### Document text ###

Private shareholding company
A Private Shareholding Company is incorporated by a number of persons not less than three. Unlike public shareholding company, a private shareholding company cannot invite the public for subscribing in its shares. The minimum share capital to form a private shareholding company is AED 2 million. The Chairman and majority of the Directors in a private shareholding company must be UAE nationals.
Limited liability company
A Limited Liability Company is the most common form of business entity currently formed in UAE. A limited liability company can be formed by a minimum of two and a maximum of 50 persons whose liability is limited to their shares in the company’s capital. The minimum equity participation by UAE national is 51%. Profit or loss distribution can be prescribed and responsibility of management of an LLC can be vested in the foreign or national partners or third party. The shares of such company are not open for subscription by the public and they do not issue negotiable shares.
Sole Proprietorship Firm
The law permits the establishment of a sole proprietorship for the U.A.E. nationals and nationals of the Gulf Co-operation Council.
Establishment by GCC citizen
The states of the Gulf Cooperation Council (the UAE, Saudi Arabia, Sultanate of Oman, Qatar, Kuwait and Bahrain) signed the United Economic Agreement in Riyadh on 7th June 1981, with a view to coordinate and unify economic, financial, monetary, commercial and industrial legislation and UAE endorsed this agreement in 1982.
It is conditional as per the Federal Law No. 2 of 1989 concerning permitting the GCC citizen to conduct a business operation in UAE that the investor should be a natural person residing in UAE and practice the required activity by himself and have a license to practice the activity in his country of origin. In case the investor is a juridical person wishing to conduct retail or wholesale trade then the investor must be in the form of a company of which the share owned by UAE nationals is not less than 50% of the capital.
Appointing a Branch
The Companies Law, in article (313) allows a foreign company to exercise its main activity in the UAE by opening a branch or a representative office. The difference between the two is that the foreign company which opens a branch in the UAE may exercise freely the activities for which it is licensed whereas a representative office may practice only promotional business for the products and services provided by the parent company.

### Data ###

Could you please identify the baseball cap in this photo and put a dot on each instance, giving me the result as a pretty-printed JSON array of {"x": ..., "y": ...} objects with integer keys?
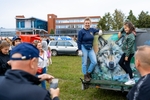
[
  {"x": 27, "y": 50},
  {"x": 15, "y": 38}
]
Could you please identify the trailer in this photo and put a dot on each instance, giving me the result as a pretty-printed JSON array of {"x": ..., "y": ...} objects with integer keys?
[{"x": 107, "y": 73}]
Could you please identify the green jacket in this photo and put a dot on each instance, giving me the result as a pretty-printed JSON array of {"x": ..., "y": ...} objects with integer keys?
[{"x": 128, "y": 44}]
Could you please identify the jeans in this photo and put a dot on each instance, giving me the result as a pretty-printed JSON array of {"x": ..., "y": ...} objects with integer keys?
[
  {"x": 43, "y": 83},
  {"x": 126, "y": 64},
  {"x": 93, "y": 61}
]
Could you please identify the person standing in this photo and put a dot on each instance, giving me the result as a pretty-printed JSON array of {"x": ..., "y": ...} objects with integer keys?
[
  {"x": 128, "y": 49},
  {"x": 43, "y": 60},
  {"x": 141, "y": 90},
  {"x": 21, "y": 83},
  {"x": 85, "y": 48},
  {"x": 4, "y": 57}
]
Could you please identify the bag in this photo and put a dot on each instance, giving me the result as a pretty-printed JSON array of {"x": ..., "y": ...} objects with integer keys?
[
  {"x": 88, "y": 46},
  {"x": 39, "y": 71}
]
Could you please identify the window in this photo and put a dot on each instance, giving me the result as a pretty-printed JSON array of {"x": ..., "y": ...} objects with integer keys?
[
  {"x": 69, "y": 44},
  {"x": 60, "y": 43}
]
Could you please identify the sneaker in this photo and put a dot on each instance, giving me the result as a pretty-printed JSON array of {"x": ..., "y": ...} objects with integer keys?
[{"x": 130, "y": 82}]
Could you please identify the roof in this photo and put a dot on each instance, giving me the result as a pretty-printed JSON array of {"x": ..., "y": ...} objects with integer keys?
[{"x": 31, "y": 18}]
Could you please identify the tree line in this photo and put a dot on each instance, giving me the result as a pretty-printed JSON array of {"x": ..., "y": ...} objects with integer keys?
[{"x": 115, "y": 21}]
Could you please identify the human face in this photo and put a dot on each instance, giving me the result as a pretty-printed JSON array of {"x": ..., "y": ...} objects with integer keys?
[
  {"x": 5, "y": 50},
  {"x": 87, "y": 24},
  {"x": 18, "y": 41},
  {"x": 126, "y": 28},
  {"x": 39, "y": 46}
]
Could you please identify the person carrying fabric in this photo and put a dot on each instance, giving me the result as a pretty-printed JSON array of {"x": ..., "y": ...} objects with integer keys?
[
  {"x": 85, "y": 48},
  {"x": 128, "y": 49},
  {"x": 21, "y": 82},
  {"x": 43, "y": 60}
]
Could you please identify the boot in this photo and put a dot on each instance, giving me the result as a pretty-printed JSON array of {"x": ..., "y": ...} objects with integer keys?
[
  {"x": 86, "y": 78},
  {"x": 89, "y": 75}
]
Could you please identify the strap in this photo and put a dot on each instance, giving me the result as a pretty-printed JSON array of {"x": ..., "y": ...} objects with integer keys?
[{"x": 136, "y": 93}]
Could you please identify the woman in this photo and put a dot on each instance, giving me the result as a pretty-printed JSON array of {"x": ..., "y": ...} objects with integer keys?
[
  {"x": 42, "y": 63},
  {"x": 85, "y": 48},
  {"x": 128, "y": 49},
  {"x": 4, "y": 57}
]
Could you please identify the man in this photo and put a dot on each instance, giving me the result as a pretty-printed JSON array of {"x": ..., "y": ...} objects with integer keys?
[
  {"x": 141, "y": 90},
  {"x": 21, "y": 83}
]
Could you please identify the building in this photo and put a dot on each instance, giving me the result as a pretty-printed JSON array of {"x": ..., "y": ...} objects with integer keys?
[
  {"x": 31, "y": 25},
  {"x": 7, "y": 32},
  {"x": 59, "y": 26},
  {"x": 68, "y": 25}
]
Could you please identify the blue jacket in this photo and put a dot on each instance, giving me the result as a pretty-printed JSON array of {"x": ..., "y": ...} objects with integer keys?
[
  {"x": 20, "y": 85},
  {"x": 86, "y": 36}
]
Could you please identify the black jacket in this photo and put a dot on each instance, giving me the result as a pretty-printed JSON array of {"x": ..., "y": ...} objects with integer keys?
[
  {"x": 20, "y": 85},
  {"x": 3, "y": 63}
]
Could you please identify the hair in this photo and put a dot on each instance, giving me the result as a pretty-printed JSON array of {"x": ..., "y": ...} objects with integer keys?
[
  {"x": 87, "y": 19},
  {"x": 4, "y": 44},
  {"x": 49, "y": 48},
  {"x": 131, "y": 26},
  {"x": 35, "y": 42}
]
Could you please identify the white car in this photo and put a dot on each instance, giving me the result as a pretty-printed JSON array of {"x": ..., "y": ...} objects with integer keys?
[{"x": 68, "y": 47}]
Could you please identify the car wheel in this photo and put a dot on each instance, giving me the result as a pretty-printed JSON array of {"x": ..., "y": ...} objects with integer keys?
[{"x": 54, "y": 53}]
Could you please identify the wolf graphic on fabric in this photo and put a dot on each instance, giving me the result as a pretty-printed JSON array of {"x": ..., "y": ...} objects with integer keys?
[{"x": 108, "y": 57}]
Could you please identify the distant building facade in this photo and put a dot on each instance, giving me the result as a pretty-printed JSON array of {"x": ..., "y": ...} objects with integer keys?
[
  {"x": 31, "y": 25},
  {"x": 6, "y": 32},
  {"x": 65, "y": 26},
  {"x": 68, "y": 25}
]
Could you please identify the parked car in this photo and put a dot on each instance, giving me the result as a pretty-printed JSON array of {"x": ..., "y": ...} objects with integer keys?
[{"x": 63, "y": 47}]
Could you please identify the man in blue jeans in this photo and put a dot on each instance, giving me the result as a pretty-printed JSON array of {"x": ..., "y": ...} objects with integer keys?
[{"x": 85, "y": 48}]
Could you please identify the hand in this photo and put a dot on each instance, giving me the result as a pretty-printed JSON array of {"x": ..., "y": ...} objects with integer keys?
[
  {"x": 46, "y": 77},
  {"x": 80, "y": 53},
  {"x": 100, "y": 33},
  {"x": 126, "y": 58},
  {"x": 54, "y": 92},
  {"x": 119, "y": 34},
  {"x": 9, "y": 62}
]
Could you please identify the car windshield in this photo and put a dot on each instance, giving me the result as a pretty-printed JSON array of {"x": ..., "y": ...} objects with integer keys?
[{"x": 74, "y": 43}]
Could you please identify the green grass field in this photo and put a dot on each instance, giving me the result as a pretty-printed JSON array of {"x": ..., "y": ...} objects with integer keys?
[{"x": 68, "y": 70}]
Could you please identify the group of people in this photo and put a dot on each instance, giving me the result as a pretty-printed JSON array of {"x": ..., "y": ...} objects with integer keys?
[
  {"x": 19, "y": 79},
  {"x": 140, "y": 90},
  {"x": 19, "y": 64}
]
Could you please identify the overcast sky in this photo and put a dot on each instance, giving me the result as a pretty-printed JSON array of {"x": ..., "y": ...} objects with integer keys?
[{"x": 66, "y": 8}]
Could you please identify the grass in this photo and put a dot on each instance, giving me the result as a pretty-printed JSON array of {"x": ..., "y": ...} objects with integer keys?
[{"x": 68, "y": 70}]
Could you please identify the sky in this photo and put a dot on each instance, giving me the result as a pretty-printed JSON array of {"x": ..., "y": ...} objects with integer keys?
[{"x": 66, "y": 8}]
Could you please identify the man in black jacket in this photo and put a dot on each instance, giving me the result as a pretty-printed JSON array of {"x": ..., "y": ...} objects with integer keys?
[
  {"x": 141, "y": 90},
  {"x": 20, "y": 83}
]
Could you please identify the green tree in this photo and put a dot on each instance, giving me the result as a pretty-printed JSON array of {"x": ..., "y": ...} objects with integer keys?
[
  {"x": 118, "y": 19},
  {"x": 52, "y": 31},
  {"x": 132, "y": 18},
  {"x": 105, "y": 22},
  {"x": 143, "y": 20}
]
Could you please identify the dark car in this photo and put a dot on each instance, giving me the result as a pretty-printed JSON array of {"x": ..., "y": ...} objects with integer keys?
[{"x": 68, "y": 47}]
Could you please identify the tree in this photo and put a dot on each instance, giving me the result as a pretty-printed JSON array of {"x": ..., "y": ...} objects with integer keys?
[
  {"x": 105, "y": 23},
  {"x": 118, "y": 19},
  {"x": 132, "y": 18},
  {"x": 52, "y": 31},
  {"x": 143, "y": 20}
]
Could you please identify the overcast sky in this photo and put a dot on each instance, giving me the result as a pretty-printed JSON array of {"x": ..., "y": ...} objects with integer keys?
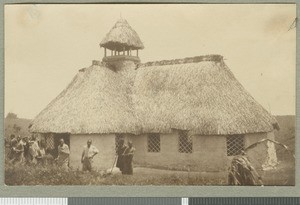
[{"x": 46, "y": 45}]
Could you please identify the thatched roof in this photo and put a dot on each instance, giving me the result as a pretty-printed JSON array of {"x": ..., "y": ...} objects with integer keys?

###

Write what follows the last sentence of the text on UAE company forms. None of the items are needed here.

**Task output:**
Unlike a foreign branch a representative office cannot conduct business operation or market directly its product. In order to engage a foreign branch to conduct its operation in UAE it should obtain a license from the Ministry of Economy & Planning prior to obtain the license from the concerned authority in the respective Emirate. Foreign companies licensed to operate in UAE may not start their activities before being inscribed in the Ministry’s Register of foreign services.
An agent should be a UAE national. A service agent is not an empowered agent who can bind his principal as explained in the definition of the term “agent” in the Commercial Companies Law. A service agent is not responsible to undertake any financial obligations concerning the activities of the company’s branch or office within the UAE or abroad. He should not interfere in the matters related to the company’s management or activities. His duties towards the company and others are confined to providing such services as required by the principal. These services usually include obtaining of entry/residence permits, acquiring of the necessary licenses or facilitating the processing of its transactions with the government authorities. The service agent is remunerated in lump sum for the services rendered to the foreign company, which sum shall be the subject of an agreement between him and the company.